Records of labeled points
· · · ·

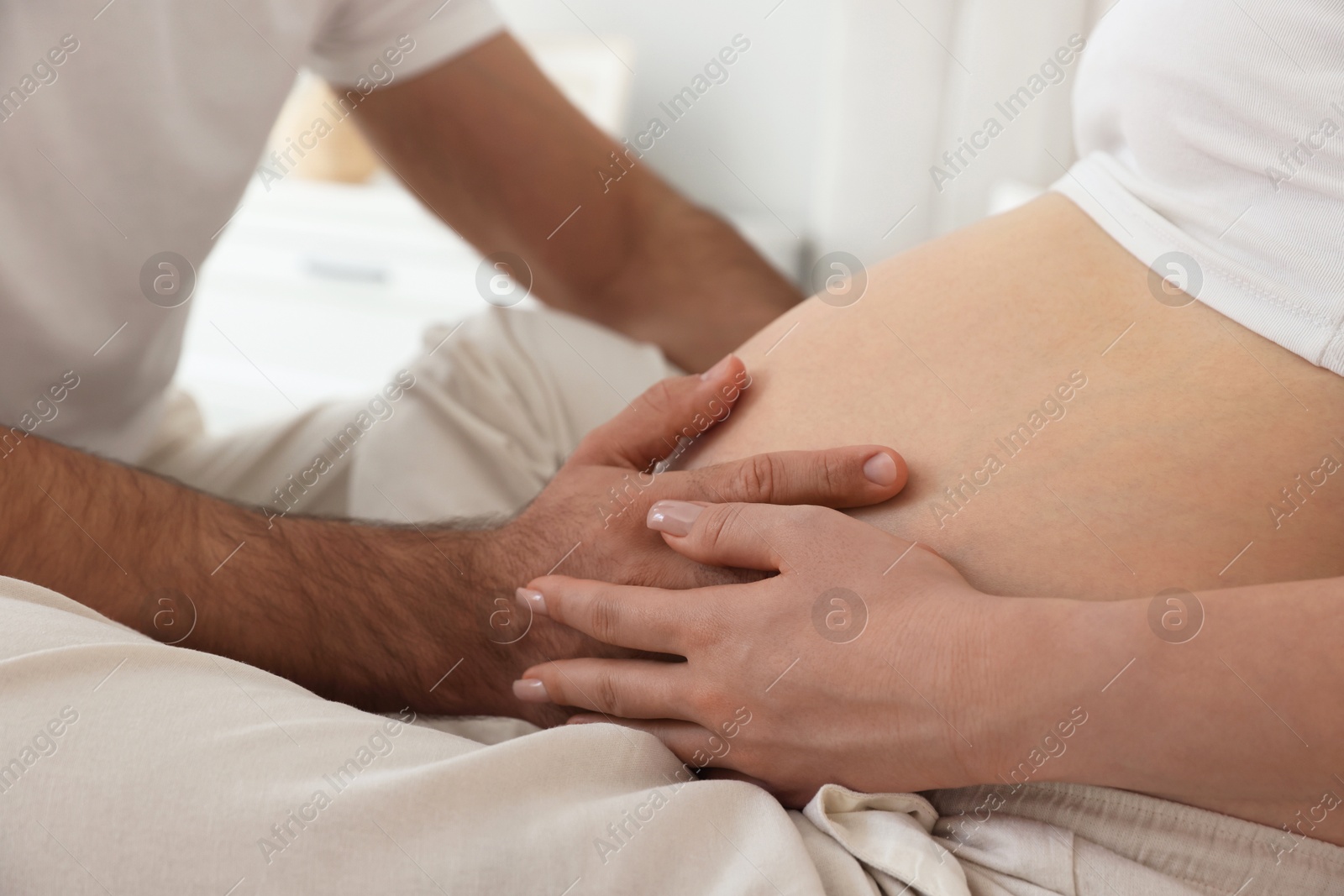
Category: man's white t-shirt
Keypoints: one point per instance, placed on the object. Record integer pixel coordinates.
(129, 130)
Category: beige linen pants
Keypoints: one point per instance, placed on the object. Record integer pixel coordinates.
(134, 768)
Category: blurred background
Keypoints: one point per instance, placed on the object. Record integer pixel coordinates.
(822, 139)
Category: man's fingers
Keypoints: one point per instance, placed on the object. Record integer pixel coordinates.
(843, 477)
(617, 614)
(618, 688)
(669, 410)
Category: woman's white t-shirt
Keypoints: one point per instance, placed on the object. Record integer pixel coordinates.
(1211, 145)
(129, 129)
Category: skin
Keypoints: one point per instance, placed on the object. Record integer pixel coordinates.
(376, 616)
(494, 149)
(1160, 472)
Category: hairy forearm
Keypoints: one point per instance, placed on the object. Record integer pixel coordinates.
(1227, 700)
(366, 614)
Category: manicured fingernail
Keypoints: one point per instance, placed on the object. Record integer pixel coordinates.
(531, 691)
(674, 517)
(717, 371)
(880, 469)
(531, 600)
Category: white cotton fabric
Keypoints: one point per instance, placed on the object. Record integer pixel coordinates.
(1216, 129)
(179, 763)
(141, 141)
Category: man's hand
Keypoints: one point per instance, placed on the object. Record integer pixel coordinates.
(591, 520)
(389, 617)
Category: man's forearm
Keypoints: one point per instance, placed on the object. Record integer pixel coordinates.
(496, 152)
(1227, 700)
(360, 613)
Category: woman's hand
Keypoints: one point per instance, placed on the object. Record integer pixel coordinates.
(866, 661)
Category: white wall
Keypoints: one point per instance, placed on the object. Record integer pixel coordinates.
(832, 120)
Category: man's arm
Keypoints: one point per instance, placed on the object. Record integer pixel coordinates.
(376, 616)
(496, 152)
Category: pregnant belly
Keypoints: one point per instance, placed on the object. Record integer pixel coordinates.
(1068, 432)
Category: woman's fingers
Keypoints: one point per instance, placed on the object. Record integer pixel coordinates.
(617, 688)
(750, 537)
(618, 614)
(840, 477)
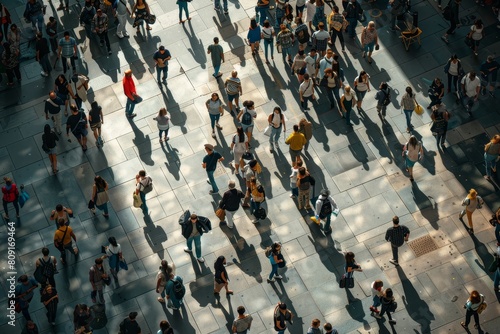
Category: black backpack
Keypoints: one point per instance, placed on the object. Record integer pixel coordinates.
(179, 288)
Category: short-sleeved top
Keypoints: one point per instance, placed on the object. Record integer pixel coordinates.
(158, 55)
(216, 52)
(67, 46)
(211, 161)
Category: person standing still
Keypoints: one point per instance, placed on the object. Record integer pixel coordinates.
(161, 58)
(210, 164)
(217, 54)
(396, 235)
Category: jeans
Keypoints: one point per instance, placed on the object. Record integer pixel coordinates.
(213, 120)
(161, 70)
(16, 206)
(408, 118)
(210, 174)
(351, 28)
(197, 244)
(274, 271)
(183, 7)
(45, 64)
(268, 43)
(491, 162)
(275, 134)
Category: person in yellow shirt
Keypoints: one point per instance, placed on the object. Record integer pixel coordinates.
(296, 141)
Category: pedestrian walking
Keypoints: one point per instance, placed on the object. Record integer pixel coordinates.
(274, 255)
(233, 91)
(129, 325)
(396, 235)
(98, 278)
(61, 212)
(215, 111)
(62, 240)
(243, 322)
(296, 140)
(451, 14)
(472, 306)
(50, 299)
(281, 315)
(440, 117)
(347, 100)
(42, 54)
(143, 185)
(267, 34)
(24, 293)
(475, 35)
(383, 97)
(408, 104)
(471, 202)
(361, 87)
(325, 206)
(231, 202)
(284, 41)
(192, 230)
(254, 36)
(163, 122)
(183, 6)
(369, 40)
(221, 278)
(239, 145)
(77, 123)
(121, 12)
(258, 197)
(10, 61)
(246, 118)
(436, 92)
(388, 306)
(377, 294)
(140, 14)
(210, 165)
(163, 275)
(130, 93)
(276, 121)
(10, 194)
(217, 54)
(491, 154)
(67, 51)
(161, 58)
(48, 267)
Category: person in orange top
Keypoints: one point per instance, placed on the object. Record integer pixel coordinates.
(132, 97)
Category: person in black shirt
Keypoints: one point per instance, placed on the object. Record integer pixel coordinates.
(396, 235)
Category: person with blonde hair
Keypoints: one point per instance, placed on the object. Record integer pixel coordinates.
(491, 153)
(472, 202)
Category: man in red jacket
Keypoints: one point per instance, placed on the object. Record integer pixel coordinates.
(132, 97)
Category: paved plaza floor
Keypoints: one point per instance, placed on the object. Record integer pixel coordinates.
(362, 166)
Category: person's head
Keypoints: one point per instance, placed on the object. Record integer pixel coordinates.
(112, 241)
(45, 251)
(395, 220)
(253, 23)
(472, 193)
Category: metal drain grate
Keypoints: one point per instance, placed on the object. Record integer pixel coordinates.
(422, 245)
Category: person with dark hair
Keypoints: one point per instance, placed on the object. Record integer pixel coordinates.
(221, 278)
(50, 299)
(217, 54)
(396, 235)
(10, 194)
(242, 324)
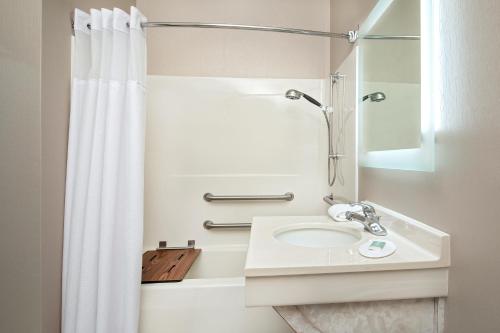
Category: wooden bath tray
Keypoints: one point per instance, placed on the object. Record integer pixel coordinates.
(167, 265)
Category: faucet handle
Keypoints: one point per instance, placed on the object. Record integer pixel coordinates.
(367, 209)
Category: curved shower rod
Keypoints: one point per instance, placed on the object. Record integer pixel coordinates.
(350, 35)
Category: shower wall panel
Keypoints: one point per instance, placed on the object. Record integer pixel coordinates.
(229, 136)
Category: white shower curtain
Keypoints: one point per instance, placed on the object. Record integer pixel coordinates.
(103, 223)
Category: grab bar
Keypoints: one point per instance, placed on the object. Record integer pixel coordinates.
(288, 196)
(211, 225)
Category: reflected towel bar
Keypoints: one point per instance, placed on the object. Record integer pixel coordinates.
(211, 225)
(211, 197)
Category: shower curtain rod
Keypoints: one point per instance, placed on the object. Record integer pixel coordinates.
(350, 36)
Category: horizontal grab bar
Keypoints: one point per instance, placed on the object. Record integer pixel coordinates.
(211, 197)
(211, 225)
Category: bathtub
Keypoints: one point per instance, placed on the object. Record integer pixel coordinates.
(211, 299)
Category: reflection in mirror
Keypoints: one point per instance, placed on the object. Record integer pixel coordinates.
(391, 69)
(392, 66)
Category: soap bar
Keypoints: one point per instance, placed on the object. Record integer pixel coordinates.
(377, 248)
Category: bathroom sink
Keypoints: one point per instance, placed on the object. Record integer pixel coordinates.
(317, 236)
(312, 260)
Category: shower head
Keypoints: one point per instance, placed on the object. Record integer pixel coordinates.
(295, 94)
(375, 97)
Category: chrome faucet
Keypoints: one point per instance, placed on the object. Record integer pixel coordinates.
(370, 220)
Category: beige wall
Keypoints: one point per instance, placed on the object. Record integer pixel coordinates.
(346, 15)
(461, 196)
(229, 53)
(20, 189)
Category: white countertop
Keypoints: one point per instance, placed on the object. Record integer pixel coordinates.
(418, 246)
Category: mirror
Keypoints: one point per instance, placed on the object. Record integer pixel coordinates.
(395, 130)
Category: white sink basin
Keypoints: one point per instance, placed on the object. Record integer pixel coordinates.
(317, 236)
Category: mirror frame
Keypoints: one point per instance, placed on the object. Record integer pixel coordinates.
(416, 159)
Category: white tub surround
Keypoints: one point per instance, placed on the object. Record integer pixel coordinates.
(278, 273)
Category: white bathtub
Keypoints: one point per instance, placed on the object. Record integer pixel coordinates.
(210, 300)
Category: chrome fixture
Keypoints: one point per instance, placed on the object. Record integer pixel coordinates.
(369, 219)
(350, 36)
(288, 196)
(391, 37)
(211, 225)
(375, 97)
(294, 94)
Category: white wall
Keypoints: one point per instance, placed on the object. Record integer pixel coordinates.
(229, 136)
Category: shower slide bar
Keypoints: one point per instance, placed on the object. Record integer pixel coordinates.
(211, 225)
(289, 196)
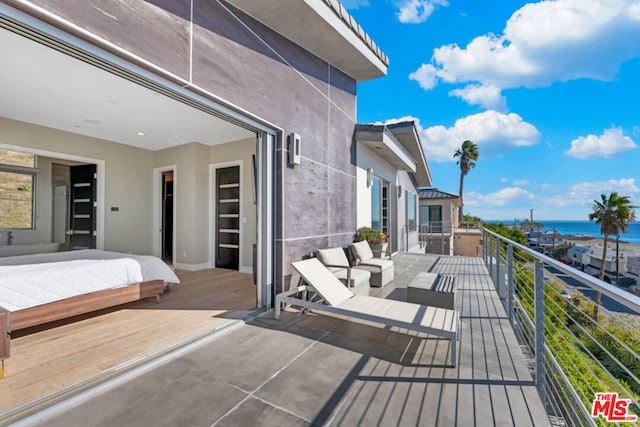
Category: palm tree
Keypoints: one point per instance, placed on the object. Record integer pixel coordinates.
(467, 156)
(613, 214)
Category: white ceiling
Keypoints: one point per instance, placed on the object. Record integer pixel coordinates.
(48, 88)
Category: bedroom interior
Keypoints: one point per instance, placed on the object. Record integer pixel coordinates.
(99, 125)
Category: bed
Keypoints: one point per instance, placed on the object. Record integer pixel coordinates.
(42, 288)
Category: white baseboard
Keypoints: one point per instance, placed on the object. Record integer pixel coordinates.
(191, 267)
(245, 269)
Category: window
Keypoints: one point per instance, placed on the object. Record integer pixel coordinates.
(17, 189)
(435, 218)
(411, 211)
(380, 205)
(376, 204)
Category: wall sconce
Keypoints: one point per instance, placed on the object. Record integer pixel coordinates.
(293, 146)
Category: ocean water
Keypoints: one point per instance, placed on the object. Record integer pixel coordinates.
(586, 228)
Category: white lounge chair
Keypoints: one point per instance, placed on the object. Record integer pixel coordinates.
(330, 295)
(381, 269)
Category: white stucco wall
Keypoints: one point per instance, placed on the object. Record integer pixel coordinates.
(367, 159)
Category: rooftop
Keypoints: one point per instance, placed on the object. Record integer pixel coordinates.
(434, 193)
(324, 28)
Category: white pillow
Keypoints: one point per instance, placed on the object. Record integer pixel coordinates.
(361, 250)
(334, 257)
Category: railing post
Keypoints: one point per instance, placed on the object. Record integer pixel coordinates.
(510, 283)
(498, 288)
(491, 258)
(539, 321)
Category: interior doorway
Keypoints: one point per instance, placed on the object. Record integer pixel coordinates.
(227, 221)
(74, 198)
(164, 219)
(167, 216)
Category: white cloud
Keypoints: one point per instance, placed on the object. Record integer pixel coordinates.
(354, 4)
(493, 132)
(502, 197)
(542, 43)
(549, 201)
(417, 11)
(426, 76)
(488, 97)
(611, 143)
(592, 190)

· · · ·

## Written request
Print nothing but the lines from the line with "Category: wall sconce" to the last line of the records above. Both of those lines count.

## Task output
Category: wall sconce
Keypoints: one point per instance, placed on the object. Record integer pixel coordinates.
(293, 146)
Category: ocean water
Keypoints: one point per instance, placed on the object. Record integer pixel coordinates.
(586, 228)
Category: white lounge chair
Keypoints: one point per instance, placed on the object. Record integer pixel coordinates.
(330, 295)
(381, 269)
Category: white stucco wall
Keypoints: one point per instance, placed on the object. Record integer pixel coordinates.
(367, 159)
Category: rooftop
Keypoints: one point per instance, placed on the object. Record integer pixel coordinates.
(434, 193)
(324, 28)
Category: white pillow
Keypoints: one point per instance, placed on the object. Record integer pixel coordinates.
(361, 250)
(334, 257)
Category: railing post
Keypoints: one point per instance, placed on the object. Record integer pixel coordinates.
(510, 283)
(498, 288)
(491, 258)
(539, 321)
Category: interior doorway
Keypoints: one point per instance, placed on the object. Record integer pixel coordinates.
(227, 221)
(74, 198)
(164, 219)
(167, 216)
Category: white cloud
Keypoints: one point per instance, placed on the object. Record integer pixel coordinates.
(354, 4)
(493, 132)
(502, 197)
(542, 43)
(549, 201)
(417, 11)
(426, 76)
(488, 97)
(611, 143)
(592, 190)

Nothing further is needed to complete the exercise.